Recorded data:
==================================================
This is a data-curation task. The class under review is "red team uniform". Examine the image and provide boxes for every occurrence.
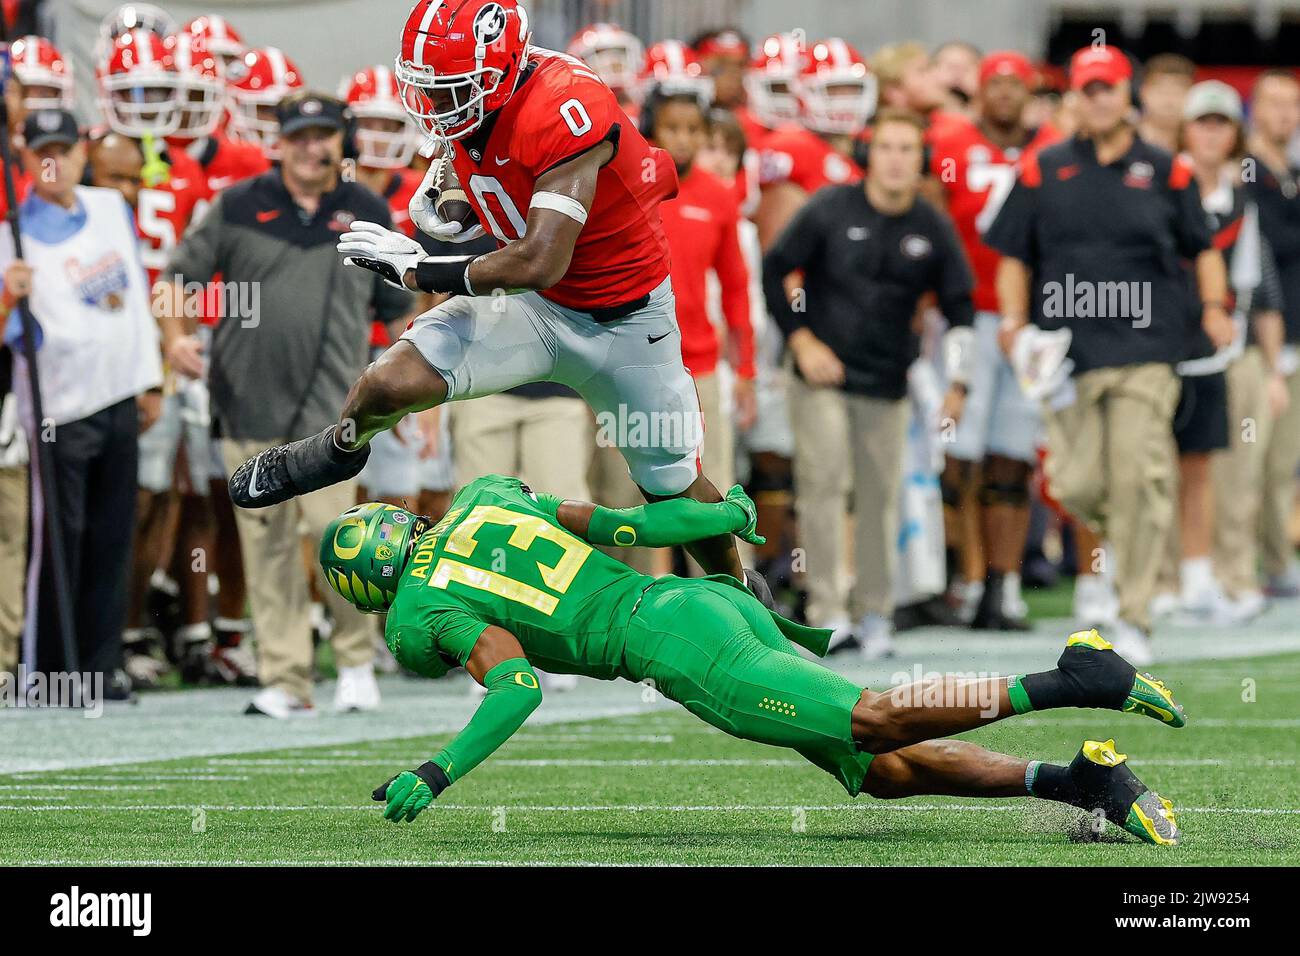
[759,125,863,193]
[930,117,1059,312]
[659,165,754,379]
[444,49,678,309]
[377,0,708,497]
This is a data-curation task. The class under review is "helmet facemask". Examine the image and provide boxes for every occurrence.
[803,75,877,135]
[100,74,181,137]
[395,56,504,143]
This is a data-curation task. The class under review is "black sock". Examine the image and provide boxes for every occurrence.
[1018,668,1075,711]
[1027,761,1075,804]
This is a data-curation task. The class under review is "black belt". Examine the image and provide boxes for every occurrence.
[587,293,651,324]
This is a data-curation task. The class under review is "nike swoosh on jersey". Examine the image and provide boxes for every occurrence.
[493,156,511,166]
[256,210,281,223]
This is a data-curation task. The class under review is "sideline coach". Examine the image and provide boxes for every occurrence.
[763,107,973,654]
[987,46,1229,661]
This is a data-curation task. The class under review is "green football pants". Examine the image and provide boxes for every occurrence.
[622,578,873,795]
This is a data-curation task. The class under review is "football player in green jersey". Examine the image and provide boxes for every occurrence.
[321,474,1188,845]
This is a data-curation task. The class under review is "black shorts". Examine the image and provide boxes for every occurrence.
[1173,371,1229,454]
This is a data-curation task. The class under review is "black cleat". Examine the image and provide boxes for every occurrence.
[743,567,777,610]
[229,426,370,509]
[1067,739,1181,845]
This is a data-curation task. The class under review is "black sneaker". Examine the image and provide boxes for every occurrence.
[743,568,777,611]
[229,426,370,509]
[970,571,1032,631]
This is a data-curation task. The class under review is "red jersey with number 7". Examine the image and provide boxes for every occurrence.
[930,117,1059,312]
[448,47,678,310]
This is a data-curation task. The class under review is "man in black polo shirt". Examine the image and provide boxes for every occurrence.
[987,45,1231,664]
[159,92,417,717]
[763,108,973,659]
[1244,69,1300,597]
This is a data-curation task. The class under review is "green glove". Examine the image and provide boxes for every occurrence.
[725,484,766,546]
[372,761,449,823]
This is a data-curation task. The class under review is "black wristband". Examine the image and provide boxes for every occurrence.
[413,760,451,798]
[413,255,479,296]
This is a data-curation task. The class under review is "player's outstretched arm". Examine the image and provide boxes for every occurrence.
[541,485,765,549]
[372,626,542,823]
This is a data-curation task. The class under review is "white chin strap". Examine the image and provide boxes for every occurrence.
[530,191,588,225]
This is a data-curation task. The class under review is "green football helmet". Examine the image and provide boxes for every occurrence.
[319,502,427,614]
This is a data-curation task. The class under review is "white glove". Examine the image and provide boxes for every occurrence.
[409,155,486,243]
[337,220,425,290]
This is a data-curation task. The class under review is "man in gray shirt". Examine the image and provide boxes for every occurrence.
[160,92,415,718]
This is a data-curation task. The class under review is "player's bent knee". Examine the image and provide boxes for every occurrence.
[629,451,700,498]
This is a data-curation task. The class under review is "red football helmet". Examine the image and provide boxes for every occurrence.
==================================================
Each record must be set down again without alteration, and no picture may be carried over.

This is a data-curation task. The class under review is "red team uniform". Examine the image and provide boxes for every occurrence.
[759,125,863,193]
[930,117,1059,312]
[659,165,754,379]
[444,49,678,309]
[377,0,708,497]
This is a data-curation task. The class under review is "helmet facemask". Examine the image and provide boxes for every occurrence.
[803,75,877,135]
[100,74,181,137]
[395,56,504,143]
This is a data-curation task. The class under review is "black sock". Examine the image and provide boxes for every occurrence.
[1018,668,1075,711]
[1027,761,1075,804]
This is a data-curation task. The class under review is "black belt". Examine the image and provide boxes for every occurrence.
[587,293,651,324]
This is a data-curation task. The class under review is "nike swoosh on jersey". Examine the image and provide boxes for every occurrence.
[493,156,511,166]
[256,210,281,223]
This is a data-curation task. The class under review is "sideline coach". Examine the image and provide boxes for every occurrence.
[763,107,973,654]
[987,46,1229,661]
This is a data-curation task. The class under review is "green football pants". Examine the image and provide boxes for every occurrence.
[622,578,873,795]
This is a data-curation task. The class under review is "football player in green jersey". Examine the image and provide boxes for every occurrence.
[321,474,1188,845]
This is a data-curation task. The class under review is "black shorts". Examine the image and provide boxes for every occurrence.
[1173,371,1229,454]
This is a data-curation task. The class under review is "black cleat". Examine the image and provide boxes for every occurrence.
[743,567,777,610]
[229,426,370,509]
[1067,739,1181,845]
This is a data-curation task. The class under review is "black sneaker". Examine the image and provide boxes for every occurrence.
[743,568,777,611]
[229,426,370,509]
[970,571,1032,631]
This is a data-curation task. The class under review is "red jersey with number 7". Examine the image and provide boxes for every occurrence.
[930,117,1059,312]
[448,47,678,310]
This is a data-curation task. The class under review is "man in black polo shirt". Examine the image and provide boxes for every occurrence.
[987,45,1231,664]
[159,92,417,717]
[763,108,973,659]
[1244,69,1300,597]
This is a data-curation task. The class under review is "green glove". Examine the image and provide boxes for every occurrence.
[725,484,766,546]
[372,761,449,823]
This is a data-curation task. The class under review is "black wristband". Examine the image and provide boxes for every occurrence.
[413,760,451,798]
[413,255,479,296]
This is a data-curation task. The class under review is "player's outstretched arm". Examine the image and provide boxes for every occurrence.
[541,485,765,549]
[372,626,542,823]
This is a data-curation task. The class under review is "white chin strap". Examine the image and provide boxes for every occurrence.
[530,191,588,225]
This is a data-curation task. The class under review is "green football helmet". Examine the image and provide boxes for every occurrence.
[319,502,427,614]
This is a data-curation task. The class under review is "white glove". Examine the image and provide boxes for every occurrence.
[409,155,486,243]
[337,220,425,290]
This is a data-curation task. The class under review is "man in gray shirt". Examine the image and provide boxes for every occurrence.
[160,92,415,718]
This is a data-curation task. The class under review is "player's bent knee". Examine the image and provide boxes for every occurrence.
[629,451,700,498]
This is a data-curation task. The class under review is "red football helmet". Examine the image and provide boxes for every occurrence.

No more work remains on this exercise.